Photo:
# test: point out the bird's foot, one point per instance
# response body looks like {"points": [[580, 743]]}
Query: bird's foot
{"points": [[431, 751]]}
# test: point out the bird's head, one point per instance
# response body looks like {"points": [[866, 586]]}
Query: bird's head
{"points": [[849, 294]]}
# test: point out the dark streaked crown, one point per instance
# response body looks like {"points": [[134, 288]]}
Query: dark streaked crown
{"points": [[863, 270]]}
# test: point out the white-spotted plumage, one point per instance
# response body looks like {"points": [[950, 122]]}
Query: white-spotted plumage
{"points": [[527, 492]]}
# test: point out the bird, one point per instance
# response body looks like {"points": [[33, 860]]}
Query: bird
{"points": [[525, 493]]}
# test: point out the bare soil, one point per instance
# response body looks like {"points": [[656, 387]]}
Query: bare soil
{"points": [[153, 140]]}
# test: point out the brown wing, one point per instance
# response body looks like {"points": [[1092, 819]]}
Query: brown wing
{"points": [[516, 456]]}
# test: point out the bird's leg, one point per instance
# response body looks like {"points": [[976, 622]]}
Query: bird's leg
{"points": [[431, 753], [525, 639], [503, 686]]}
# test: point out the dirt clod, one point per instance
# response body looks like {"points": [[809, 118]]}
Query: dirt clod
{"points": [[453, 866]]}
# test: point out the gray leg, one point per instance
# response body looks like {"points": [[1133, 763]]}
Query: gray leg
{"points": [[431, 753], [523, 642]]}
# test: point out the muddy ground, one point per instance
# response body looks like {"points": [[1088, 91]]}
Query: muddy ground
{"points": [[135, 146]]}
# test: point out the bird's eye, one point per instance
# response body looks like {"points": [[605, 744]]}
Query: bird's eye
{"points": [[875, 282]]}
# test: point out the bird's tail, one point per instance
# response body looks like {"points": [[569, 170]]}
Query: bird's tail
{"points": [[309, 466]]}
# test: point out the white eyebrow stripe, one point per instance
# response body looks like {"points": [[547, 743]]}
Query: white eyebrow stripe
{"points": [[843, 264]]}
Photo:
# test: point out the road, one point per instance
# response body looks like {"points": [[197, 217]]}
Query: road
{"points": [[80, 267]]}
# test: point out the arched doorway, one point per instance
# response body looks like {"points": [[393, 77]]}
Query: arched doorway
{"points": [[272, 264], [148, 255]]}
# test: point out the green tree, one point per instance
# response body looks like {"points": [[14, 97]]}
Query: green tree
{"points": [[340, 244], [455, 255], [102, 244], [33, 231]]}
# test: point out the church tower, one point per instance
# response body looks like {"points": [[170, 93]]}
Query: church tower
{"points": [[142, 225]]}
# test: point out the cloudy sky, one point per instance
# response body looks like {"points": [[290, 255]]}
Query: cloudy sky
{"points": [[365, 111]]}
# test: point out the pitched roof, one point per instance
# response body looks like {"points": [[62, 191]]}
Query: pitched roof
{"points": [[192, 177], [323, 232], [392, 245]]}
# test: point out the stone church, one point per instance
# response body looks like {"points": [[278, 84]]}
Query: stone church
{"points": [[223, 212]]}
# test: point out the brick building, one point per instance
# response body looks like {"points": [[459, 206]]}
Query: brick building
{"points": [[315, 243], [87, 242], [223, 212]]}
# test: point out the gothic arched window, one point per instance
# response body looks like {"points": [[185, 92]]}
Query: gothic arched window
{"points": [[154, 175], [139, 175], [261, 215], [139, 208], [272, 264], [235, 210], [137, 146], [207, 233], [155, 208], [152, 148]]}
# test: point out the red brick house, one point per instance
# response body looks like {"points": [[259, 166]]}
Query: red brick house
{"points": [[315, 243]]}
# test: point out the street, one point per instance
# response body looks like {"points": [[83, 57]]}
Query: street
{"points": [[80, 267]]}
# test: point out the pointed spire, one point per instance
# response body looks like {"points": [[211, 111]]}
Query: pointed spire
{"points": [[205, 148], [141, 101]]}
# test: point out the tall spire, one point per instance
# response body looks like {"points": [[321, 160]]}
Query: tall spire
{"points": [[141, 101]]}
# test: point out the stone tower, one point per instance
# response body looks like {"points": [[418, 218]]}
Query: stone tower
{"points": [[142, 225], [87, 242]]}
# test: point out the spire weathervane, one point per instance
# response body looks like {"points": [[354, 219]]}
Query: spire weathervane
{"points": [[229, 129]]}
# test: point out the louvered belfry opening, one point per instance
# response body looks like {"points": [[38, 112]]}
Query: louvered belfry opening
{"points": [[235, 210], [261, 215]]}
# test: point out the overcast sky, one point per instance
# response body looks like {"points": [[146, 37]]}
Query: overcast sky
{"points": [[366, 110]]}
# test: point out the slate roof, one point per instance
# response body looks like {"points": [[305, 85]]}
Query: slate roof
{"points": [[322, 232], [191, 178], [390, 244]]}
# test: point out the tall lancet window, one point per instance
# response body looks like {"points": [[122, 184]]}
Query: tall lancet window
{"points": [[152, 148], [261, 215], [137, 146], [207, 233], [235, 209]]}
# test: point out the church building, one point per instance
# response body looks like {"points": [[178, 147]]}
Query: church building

■ **Given task**
Format every line of the records above as a Markdown table with the columns Row and Line, numbering the rows in order and leaving out blank lines.

■ **Written response**
| Row | Line |
|---|---|
| 1 | Photo: |
| 2 | # test: point out the bird's foot, one point per instance |
| 3 | # response body looks like {"points": [[580, 743]]} |
| 4 | Query: bird's foot |
| 5 | {"points": [[431, 751]]} |
| 6 | # test: point out the bird's head, one point per instance |
| 7 | # response body looks like {"points": [[866, 586]]} |
| 8 | Query: bird's head |
| 9 | {"points": [[849, 294]]} |
| 10 | # test: point out the dark streaked crown, one point per instance |
| 11 | # response body looks like {"points": [[134, 288]]} |
| 12 | Query: dark streaked crown |
| 13 | {"points": [[863, 270]]} |
| 14 | # test: point out the white-spotted plumage, one point per instance |
| 15 | # response body looks like {"points": [[950, 122]]} |
| 16 | Query: white-spotted plumage |
| 17 | {"points": [[527, 492]]} |
| 18 | # test: point out the bird, one point per instance |
| 19 | # response body looks like {"points": [[33, 860]]} |
| 20 | Query: bird |
| 21 | {"points": [[525, 493]]} |
| 22 | # test: point out the bare soil, one point per instance |
| 23 | # response body looks like {"points": [[656, 387]]} |
| 24 | Query: bare soil |
| 25 | {"points": [[153, 140]]} |
| 26 | # test: point out the brown wing, one point per instance |
| 27 | # response body looks like {"points": [[1092, 819]]} |
| 28 | Query: brown wing |
| 29 | {"points": [[516, 456]]} |
| 30 | # test: point out the bird's leg, one point per instance |
| 31 | # response body looks like {"points": [[976, 622]]} |
| 32 | Query: bird's leg |
| 33 | {"points": [[431, 753], [525, 639], [503, 686]]} |
| 34 | # test: point out the dirt clod, one point per instance |
| 35 | # response body looks like {"points": [[809, 118]]} |
| 36 | Query: dirt clod |
| 37 | {"points": [[453, 866]]} |
| 38 | # test: point out the gray leg, one point per instance |
| 39 | # response body looks like {"points": [[1133, 763]]} |
| 40 | Query: gray leg |
| 41 | {"points": [[431, 753], [523, 642]]} |
| 42 | # test: point out the muddy ground, one point per instance |
| 43 | # response body looks like {"points": [[1088, 91]]} |
| 44 | Query: muddy ground |
| 45 | {"points": [[135, 146]]} |
| 46 | # test: point out the bird's eye, one point per instance |
| 47 | # response body looks like {"points": [[605, 744]]} |
| 48 | Query: bird's eye |
| 49 | {"points": [[875, 282]]} |
| 50 | # test: point out the bird's tail, one point per instance |
| 51 | # response body looks like {"points": [[569, 170]]} |
| 52 | Query: bird's tail |
| 53 | {"points": [[309, 466]]} |
| 54 | # test: point out the white eyebrow stripe, one point per instance |
| 55 | # response body looks like {"points": [[547, 743]]} |
| 56 | Query: white eyebrow stripe |
| 57 | {"points": [[843, 264]]} |
| 58 | Photo: |
| 59 | # test: point out the road, one point per instance |
| 60 | # response body looks like {"points": [[197, 217]]} |
| 61 | Query: road |
| 62 | {"points": [[80, 267]]} |
| 63 | # test: point out the arched doorway, one point per instance |
| 64 | # response body looks like {"points": [[393, 77]]} |
| 65 | Query: arched doorway |
| 66 | {"points": [[272, 264], [148, 255]]} |
| 67 | # test: point out the green tree, one point per instance |
| 68 | # response body looks like {"points": [[14, 97]]} |
| 69 | Query: green tree |
| 70 | {"points": [[340, 244], [455, 255], [102, 244], [33, 231]]} |
| 71 | # test: point out the church tower, one point per instance |
| 72 | # response body looks like {"points": [[170, 93]]} |
| 73 | Query: church tower |
| 74 | {"points": [[142, 225]]} |
| 75 | # test: point out the cloudy sky, one point per instance |
| 76 | # response body looks like {"points": [[290, 255]]} |
| 77 | Query: cloudy sky |
| 78 | {"points": [[365, 111]]} |
| 79 | # test: point out the pitched roof, one point per instance |
| 80 | # response body looks like {"points": [[62, 191]]} |
| 81 | Query: pitched roof |
| 82 | {"points": [[192, 177], [323, 232], [392, 245]]} |
| 83 | # test: point out the stone church, one point per instance |
| 84 | # response body looks like {"points": [[278, 84]]} |
| 85 | Query: stone church |
| 86 | {"points": [[223, 212]]} |
| 87 | # test: point out the brick building, one point per instance |
| 88 | # response body looks like {"points": [[459, 206]]} |
| 89 | Query: brick building |
| 90 | {"points": [[315, 243], [87, 242], [223, 212]]} |
| 91 | # test: point out the gothic arched window, one point per instance |
| 92 | # response body looks like {"points": [[185, 92]]} |
| 93 | Query: gothic arched window |
| 94 | {"points": [[154, 175], [139, 175], [261, 215], [139, 208], [272, 264], [235, 210], [137, 146], [207, 233], [155, 208], [152, 148]]} |
| 95 | # test: point out the red brick house, one point per instance |
| 96 | # response body looks like {"points": [[259, 166]]} |
| 97 | Query: red brick house |
| 98 | {"points": [[315, 243]]} |
| 99 | # test: point out the street, one point per instance |
| 100 | # response body looks like {"points": [[83, 57]]} |
| 101 | Query: street |
| 102 | {"points": [[80, 267]]} |
| 103 | # test: point out the pointed spire, one point per instance |
| 104 | # response body looks like {"points": [[211, 111]]} |
| 105 | Query: pointed spire |
| 106 | {"points": [[205, 148], [141, 101]]} |
| 107 | # test: point out the tall spire, one point per instance |
| 108 | # response body looks like {"points": [[321, 160]]} |
| 109 | Query: tall spire |
| 110 | {"points": [[141, 101]]} |
| 111 | # test: point out the stone tower, one point per instance |
| 112 | # response body looks like {"points": [[418, 218]]} |
| 113 | Query: stone tower |
| 114 | {"points": [[142, 225], [87, 242]]} |
| 115 | # test: point out the spire weathervane, one point per instance |
| 116 | # response body looks like {"points": [[354, 219]]} |
| 117 | Query: spire weathervane |
| 118 | {"points": [[229, 129]]} |
| 119 | # test: point out the louvered belfry opening, one point per instance |
| 120 | # response body looks like {"points": [[38, 112]]} |
| 121 | Query: louvered belfry opening |
| 122 | {"points": [[235, 210], [261, 215]]} |
| 123 | # test: point out the overcast sky, one point per instance |
| 124 | # response body looks like {"points": [[146, 37]]} |
| 125 | Query: overcast sky |
| 126 | {"points": [[366, 110]]} |
| 127 | # test: point out the slate roof, one point per instance |
| 128 | # response body looks like {"points": [[305, 85]]} |
| 129 | Query: slate roof |
| 130 | {"points": [[322, 232], [191, 178], [390, 244]]} |
| 131 | # test: point out the tall lancet window, one point per instance |
| 132 | # response body looks like {"points": [[122, 184]]} |
| 133 | Query: tall lancet window |
| 134 | {"points": [[152, 148], [261, 215], [137, 146], [207, 233], [235, 209]]} |
| 135 | # test: point out the church building, one point per instance |
| 136 | # response body looks like {"points": [[178, 147]]} |
| 137 | Query: church building |